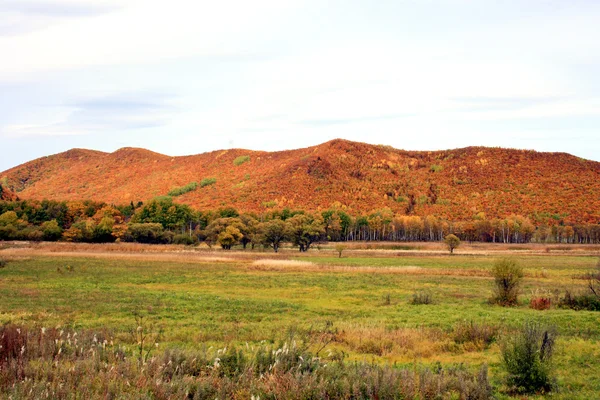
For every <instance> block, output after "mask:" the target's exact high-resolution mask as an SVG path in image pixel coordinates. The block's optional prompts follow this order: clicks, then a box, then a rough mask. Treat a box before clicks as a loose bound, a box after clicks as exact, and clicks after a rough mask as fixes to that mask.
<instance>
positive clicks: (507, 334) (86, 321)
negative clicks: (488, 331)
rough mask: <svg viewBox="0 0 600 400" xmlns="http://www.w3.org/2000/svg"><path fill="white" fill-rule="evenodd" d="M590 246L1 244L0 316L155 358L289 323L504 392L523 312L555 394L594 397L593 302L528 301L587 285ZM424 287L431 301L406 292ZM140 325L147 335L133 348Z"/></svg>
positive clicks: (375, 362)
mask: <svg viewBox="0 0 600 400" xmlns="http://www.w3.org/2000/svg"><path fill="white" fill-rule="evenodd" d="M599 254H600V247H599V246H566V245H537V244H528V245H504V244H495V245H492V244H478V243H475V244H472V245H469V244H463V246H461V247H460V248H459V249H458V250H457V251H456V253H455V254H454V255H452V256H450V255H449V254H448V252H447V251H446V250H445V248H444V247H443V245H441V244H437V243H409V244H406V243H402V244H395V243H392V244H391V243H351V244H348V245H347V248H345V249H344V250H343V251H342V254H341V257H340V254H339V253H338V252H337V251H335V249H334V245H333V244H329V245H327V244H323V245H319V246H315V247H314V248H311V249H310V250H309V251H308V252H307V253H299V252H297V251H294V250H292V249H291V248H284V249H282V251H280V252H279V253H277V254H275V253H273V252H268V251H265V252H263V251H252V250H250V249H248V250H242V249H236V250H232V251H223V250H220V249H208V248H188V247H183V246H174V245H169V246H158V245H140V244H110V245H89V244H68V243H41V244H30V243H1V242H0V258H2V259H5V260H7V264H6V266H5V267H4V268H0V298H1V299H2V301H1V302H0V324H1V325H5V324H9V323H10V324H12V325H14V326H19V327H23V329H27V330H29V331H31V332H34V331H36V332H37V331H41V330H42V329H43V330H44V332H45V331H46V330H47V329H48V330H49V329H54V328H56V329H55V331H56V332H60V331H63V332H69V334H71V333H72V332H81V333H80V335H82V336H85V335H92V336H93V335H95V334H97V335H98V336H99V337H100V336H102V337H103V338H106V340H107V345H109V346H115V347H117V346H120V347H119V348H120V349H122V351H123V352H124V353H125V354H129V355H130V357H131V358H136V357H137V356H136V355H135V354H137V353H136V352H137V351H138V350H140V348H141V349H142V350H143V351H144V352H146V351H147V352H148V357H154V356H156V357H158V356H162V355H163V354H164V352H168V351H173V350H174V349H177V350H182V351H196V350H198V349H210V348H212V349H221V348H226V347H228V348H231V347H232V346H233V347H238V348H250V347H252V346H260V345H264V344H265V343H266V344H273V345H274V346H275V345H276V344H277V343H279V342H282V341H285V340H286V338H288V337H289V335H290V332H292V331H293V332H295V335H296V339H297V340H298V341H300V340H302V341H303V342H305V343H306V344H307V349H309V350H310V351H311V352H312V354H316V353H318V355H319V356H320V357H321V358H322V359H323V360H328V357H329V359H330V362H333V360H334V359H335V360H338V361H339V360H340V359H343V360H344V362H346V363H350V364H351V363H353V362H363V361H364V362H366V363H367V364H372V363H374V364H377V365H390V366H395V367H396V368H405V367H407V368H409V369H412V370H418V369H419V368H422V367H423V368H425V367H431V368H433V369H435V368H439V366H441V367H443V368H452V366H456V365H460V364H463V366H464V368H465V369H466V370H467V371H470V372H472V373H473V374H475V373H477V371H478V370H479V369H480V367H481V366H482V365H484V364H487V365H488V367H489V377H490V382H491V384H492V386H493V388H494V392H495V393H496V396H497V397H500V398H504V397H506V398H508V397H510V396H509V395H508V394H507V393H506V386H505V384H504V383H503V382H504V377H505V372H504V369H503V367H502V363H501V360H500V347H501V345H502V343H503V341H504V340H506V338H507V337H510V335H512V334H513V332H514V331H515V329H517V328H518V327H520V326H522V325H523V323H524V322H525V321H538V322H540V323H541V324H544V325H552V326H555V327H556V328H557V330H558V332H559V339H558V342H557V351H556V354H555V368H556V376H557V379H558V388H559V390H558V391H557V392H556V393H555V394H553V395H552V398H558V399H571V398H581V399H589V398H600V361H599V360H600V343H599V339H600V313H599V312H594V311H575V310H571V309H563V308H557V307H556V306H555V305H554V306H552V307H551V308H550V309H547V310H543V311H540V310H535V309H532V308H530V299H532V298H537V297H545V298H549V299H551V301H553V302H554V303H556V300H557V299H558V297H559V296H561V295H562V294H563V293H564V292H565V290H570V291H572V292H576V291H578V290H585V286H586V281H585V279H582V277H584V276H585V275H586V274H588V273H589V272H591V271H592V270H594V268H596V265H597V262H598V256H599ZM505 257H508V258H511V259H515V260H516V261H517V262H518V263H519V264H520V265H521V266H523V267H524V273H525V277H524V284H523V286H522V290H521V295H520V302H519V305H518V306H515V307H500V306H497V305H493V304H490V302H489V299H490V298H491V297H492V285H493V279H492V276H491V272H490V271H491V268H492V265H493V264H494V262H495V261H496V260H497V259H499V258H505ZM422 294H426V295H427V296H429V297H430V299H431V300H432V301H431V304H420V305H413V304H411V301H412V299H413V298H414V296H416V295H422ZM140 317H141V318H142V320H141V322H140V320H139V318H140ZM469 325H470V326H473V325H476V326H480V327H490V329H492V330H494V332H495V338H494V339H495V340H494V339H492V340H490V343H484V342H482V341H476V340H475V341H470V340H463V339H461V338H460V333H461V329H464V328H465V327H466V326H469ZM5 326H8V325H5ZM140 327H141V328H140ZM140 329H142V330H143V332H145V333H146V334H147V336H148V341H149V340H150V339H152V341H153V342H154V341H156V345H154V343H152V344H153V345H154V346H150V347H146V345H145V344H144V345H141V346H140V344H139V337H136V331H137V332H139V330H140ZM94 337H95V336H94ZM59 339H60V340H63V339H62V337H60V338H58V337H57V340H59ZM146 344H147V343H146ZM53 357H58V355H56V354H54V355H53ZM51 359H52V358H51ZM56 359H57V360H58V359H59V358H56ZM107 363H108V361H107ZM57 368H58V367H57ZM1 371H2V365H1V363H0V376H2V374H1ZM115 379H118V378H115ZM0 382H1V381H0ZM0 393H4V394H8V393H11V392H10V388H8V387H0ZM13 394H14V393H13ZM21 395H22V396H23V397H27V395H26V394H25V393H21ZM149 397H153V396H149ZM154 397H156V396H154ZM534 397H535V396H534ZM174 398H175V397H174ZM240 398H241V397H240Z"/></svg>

___

| What you are asked to do |
Rewrite all of the lines above, replacing "rough mask" with "coarse mask" and leaving everything else unchanged. Omit the pictures from your answer.

| Answer for the task |
For every <instance> block, output after "mask:" the target's exact high-resolution mask as an SVG path in image pixel coordinates. The block's optional prompts follow this order: clicks, then a box, then a coarse mask. Treat a box before clicks as a loose bound, a box after clicks as exact, and clicks after a coarse mask as fixes to that mask.
<instance>
positive clicks: (507, 334) (86, 321)
negative clicks: (488, 331)
coarse mask: <svg viewBox="0 0 600 400" xmlns="http://www.w3.org/2000/svg"><path fill="white" fill-rule="evenodd" d="M590 246L1 244L0 316L155 358L289 323L504 392L523 312L555 394L594 397L593 302L528 301L587 285ZM424 287L431 301L406 292ZM140 325L147 335L133 348Z"/></svg>
positive clicks: (375, 362)
mask: <svg viewBox="0 0 600 400" xmlns="http://www.w3.org/2000/svg"><path fill="white" fill-rule="evenodd" d="M599 254H600V247H599V246H566V245H537V244H528V245H504V244H495V245H492V244H478V243H475V244H472V245H469V244H463V246H461V247H460V248H459V249H458V250H457V251H456V253H455V254H454V255H452V256H450V255H449V254H448V252H447V251H446V250H445V248H444V247H443V245H441V244H437V243H409V244H406V243H402V244H395V243H392V244H391V243H351V244H348V245H347V248H345V249H344V250H343V251H342V254H341V257H340V254H339V253H338V252H337V251H335V249H334V245H333V244H329V245H327V244H323V245H319V246H315V247H314V248H311V249H310V250H309V251H308V252H307V253H299V252H297V251H294V250H292V249H291V248H284V249H282V251H280V252H279V253H277V254H275V253H273V252H268V251H265V252H263V251H252V250H250V249H248V250H242V249H236V250H232V251H223V250H220V249H208V248H188V247H183V246H174V245H169V246H158V245H140V244H110V245H89V244H68V243H41V244H30V243H1V242H0V258H2V259H5V260H7V264H6V266H5V267H4V268H0V298H1V299H2V301H1V302H0V324H1V325H5V324H9V323H10V324H12V325H14V326H19V327H23V329H27V330H29V331H31V332H34V331H36V332H37V331H41V330H42V329H43V330H44V332H45V331H46V330H47V329H48V330H49V329H54V328H56V329H55V331H56V332H60V331H63V332H69V334H71V333H72V332H81V333H80V335H82V336H85V335H92V336H93V335H95V334H97V335H98V336H99V337H100V336H102V337H103V338H106V340H107V345H109V346H115V347H117V346H120V347H119V348H120V349H122V351H123V352H124V353H125V354H129V355H130V357H131V358H136V357H137V356H136V355H135V354H137V353H136V352H137V351H138V350H140V348H141V349H142V350H143V351H144V352H146V351H147V352H148V357H154V356H156V357H158V356H162V355H163V354H164V352H168V351H173V350H174V349H177V350H182V351H196V350H198V349H210V348H212V349H221V348H226V347H228V348H231V347H232V346H233V347H238V348H250V347H252V346H260V345H264V344H265V343H266V344H273V345H274V346H275V345H276V344H277V343H279V342H282V341H285V340H286V338H288V337H289V335H290V332H292V331H293V332H295V335H296V339H297V340H298V341H300V340H302V341H303V342H305V343H306V344H307V349H309V350H310V351H311V352H312V354H316V353H318V355H319V356H320V357H321V358H322V359H323V360H328V357H329V359H330V362H333V360H334V359H335V360H338V361H339V360H340V359H343V360H344V362H346V363H350V364H351V363H353V362H363V361H364V362H366V363H367V364H372V363H374V364H377V365H390V366H395V367H396V368H405V367H407V368H409V369H412V370H418V369H419V368H422V367H423V368H425V367H431V368H433V369H435V368H439V366H441V367H443V368H452V366H456V365H460V364H463V366H464V368H465V369H466V370H467V371H470V372H472V373H473V374H475V373H477V371H478V370H479V369H480V367H481V366H482V365H484V364H487V365H488V367H489V377H490V382H491V384H492V386H493V388H494V392H495V393H496V396H497V397H500V398H504V397H506V398H508V397H510V396H509V395H508V394H507V393H506V386H505V384H504V383H503V382H504V377H505V372H504V369H503V367H502V363H501V360H500V347H501V345H502V343H503V341H504V340H506V338H507V337H510V335H512V334H513V332H514V331H515V329H517V328H518V327H520V326H522V325H523V323H524V322H525V321H538V322H540V323H541V324H544V325H552V326H555V327H556V328H557V330H558V332H559V339H558V342H557V351H556V354H555V368H556V376H557V379H558V388H559V390H558V391H557V392H556V393H555V394H553V395H552V398H558V399H571V398H581V399H589V398H600V361H599V360H600V343H599V339H600V313H599V312H594V311H575V310H571V309H563V308H557V307H556V306H555V305H554V306H552V307H551V308H550V309H547V310H543V311H540V310H535V309H532V308H530V299H532V298H537V297H545V298H549V299H551V301H553V302H554V303H556V300H557V299H558V297H559V296H561V295H562V294H563V293H564V292H565V290H570V291H572V292H576V291H578V290H585V286H586V281H585V279H582V277H584V276H585V275H586V274H588V273H589V272H591V271H592V270H594V268H596V265H597V262H598V256H599ZM505 257H508V258H511V259H515V260H516V261H517V262H518V263H519V264H520V265H521V266H523V267H524V273H525V277H524V284H523V286H522V290H521V295H520V302H519V305H518V306H515V307H500V306H497V305H493V304H490V302H489V299H490V298H491V297H492V285H493V279H492V276H491V272H490V271H491V268H492V265H493V264H494V262H495V261H496V260H497V259H499V258H505ZM422 294H426V295H427V296H429V297H430V299H431V300H432V301H431V304H420V305H413V304H411V301H412V299H413V298H414V296H416V295H422ZM140 317H141V318H142V320H141V322H140V320H139V318H140ZM469 325H470V326H473V325H476V326H480V327H490V329H492V330H494V332H495V338H494V339H495V340H494V339H492V340H490V343H484V342H482V341H476V340H475V341H470V340H463V339H461V338H460V333H461V329H464V328H465V327H466V326H469ZM5 326H8V325H5ZM140 327H141V328H140ZM140 329H142V330H143V332H145V333H146V334H147V336H148V341H149V340H150V339H152V341H153V342H154V341H156V345H154V343H152V344H153V345H154V346H150V347H146V345H145V344H144V345H141V346H140V344H139V337H136V331H137V332H139V330H140ZM94 337H95V336H94ZM59 339H60V340H63V339H62V337H60V338H58V337H57V340H59ZM146 344H147V343H146ZM53 357H58V355H56V354H54V355H53ZM51 359H52V358H51ZM56 359H57V360H58V359H59V358H56ZM107 363H108V361H107ZM57 368H58V367H57ZM1 371H2V365H1V363H0V376H2V374H1ZM115 379H118V378H115ZM0 382H1V381H0ZM0 393H4V394H8V393H11V392H10V388H8V387H0ZM13 394H14V393H13ZM21 395H22V396H23V397H27V395H26V394H25V393H21ZM149 397H153V396H149ZM154 397H156V396H154ZM534 397H535V396H534ZM174 398H175V397H174ZM240 398H241V397H240Z"/></svg>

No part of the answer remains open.